++++ RAW RECORDS ++++

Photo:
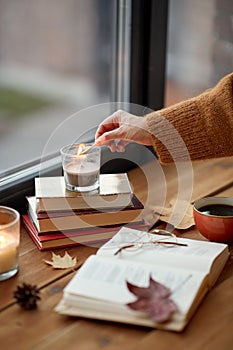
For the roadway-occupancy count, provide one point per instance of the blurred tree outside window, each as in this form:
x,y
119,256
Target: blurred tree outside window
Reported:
x,y
56,58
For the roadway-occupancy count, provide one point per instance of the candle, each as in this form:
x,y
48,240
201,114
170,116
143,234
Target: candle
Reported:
x,y
81,174
81,171
8,252
9,242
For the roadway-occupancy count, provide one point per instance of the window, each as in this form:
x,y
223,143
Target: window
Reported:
x,y
59,58
56,58
200,46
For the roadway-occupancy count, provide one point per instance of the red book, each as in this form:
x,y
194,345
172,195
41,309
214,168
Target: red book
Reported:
x,y
70,220
89,236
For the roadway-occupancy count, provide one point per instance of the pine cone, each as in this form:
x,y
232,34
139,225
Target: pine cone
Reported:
x,y
27,296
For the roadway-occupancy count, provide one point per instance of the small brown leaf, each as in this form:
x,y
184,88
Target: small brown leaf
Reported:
x,y
154,300
61,262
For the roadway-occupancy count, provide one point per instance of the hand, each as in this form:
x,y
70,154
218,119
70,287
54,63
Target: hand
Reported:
x,y
124,127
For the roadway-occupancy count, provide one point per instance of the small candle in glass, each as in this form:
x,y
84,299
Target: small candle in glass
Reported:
x,y
9,242
81,171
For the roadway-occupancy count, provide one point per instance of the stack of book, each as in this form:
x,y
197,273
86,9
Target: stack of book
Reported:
x,y
58,218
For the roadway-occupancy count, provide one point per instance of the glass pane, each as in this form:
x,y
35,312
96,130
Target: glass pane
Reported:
x,y
200,46
56,58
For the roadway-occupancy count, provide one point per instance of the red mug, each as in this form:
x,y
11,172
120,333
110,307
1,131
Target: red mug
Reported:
x,y
213,218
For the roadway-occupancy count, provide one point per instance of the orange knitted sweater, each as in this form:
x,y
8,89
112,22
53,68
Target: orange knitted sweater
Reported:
x,y
198,128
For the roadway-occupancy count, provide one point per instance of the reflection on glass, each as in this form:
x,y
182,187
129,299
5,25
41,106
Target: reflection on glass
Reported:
x,y
200,46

++++

_WHAT IS ASKED_
Copy every one of the records above word for word, omitting the pictures.

_TASK OUTPUT_
Photo:
For the roadway-occupancy count, provide one point per instance of the blurred tree outside window, each as in this form:
x,y
119,256
Target: blurred tree outside window
Reported:
x,y
56,58
For the roadway-occupancy count, provide one point per instance of the candle, each as in this form:
x,y
48,240
201,114
170,116
143,234
Target: candle
Reported:
x,y
81,174
81,171
8,252
9,242
For the roadway-occupancy count, provide one point per instance of the window, each as in this form:
x,y
223,143
Target: window
Reported:
x,y
59,58
56,58
200,46
For the roadway-occupancy count, provide one point per instance of the red book, each as in this form:
x,y
194,345
172,195
41,309
214,168
Target: red book
Reported:
x,y
70,220
89,236
For the roadway-occupancy count, provide one point per instance of the pine cone, each as in this form:
x,y
232,34
139,225
Target: pine cone
Reported:
x,y
27,296
For the roadway-occupancy count, provide one point per instance of the small brown leaf, each as in this form:
x,y
184,88
Target: small brown leaf
Reported:
x,y
154,300
61,262
For the roadway-occupancy count, provide one point per instance of the hand, each as in this form:
x,y
70,154
218,119
70,287
54,63
Target: hand
Reported:
x,y
124,127
For the roadway-occupancy count, provide one point per instance of the small candle in glass, each as in this form:
x,y
84,299
Target: small candle in glass
Reported:
x,y
9,242
81,171
For the roadway-occupancy count, provide one point per instance of the stack of book, each as in this form:
x,y
197,273
86,9
Target: stack of book
Reported:
x,y
58,218
For the roadway-occupancy count, provide one point per instance of the glass pane, each as in this form:
x,y
35,312
96,130
Target: glass pane
Reported:
x,y
200,46
56,58
For the roadway-occupancy count, provide one point per instance of the red mug, each as in this form:
x,y
11,172
120,333
110,307
1,131
Target: red mug
Reported:
x,y
213,218
For the roadway-occupancy count, provide one point per instance of the orange knitted sweater, each as in this form:
x,y
8,89
112,22
53,68
Target: orange knitted sweater
Reported:
x,y
198,128
For the roadway-occupancy count, provide one point per instance of the reflection on glass, each as in this form:
x,y
182,187
129,299
5,25
41,106
Target: reflection on glass
Reported:
x,y
200,46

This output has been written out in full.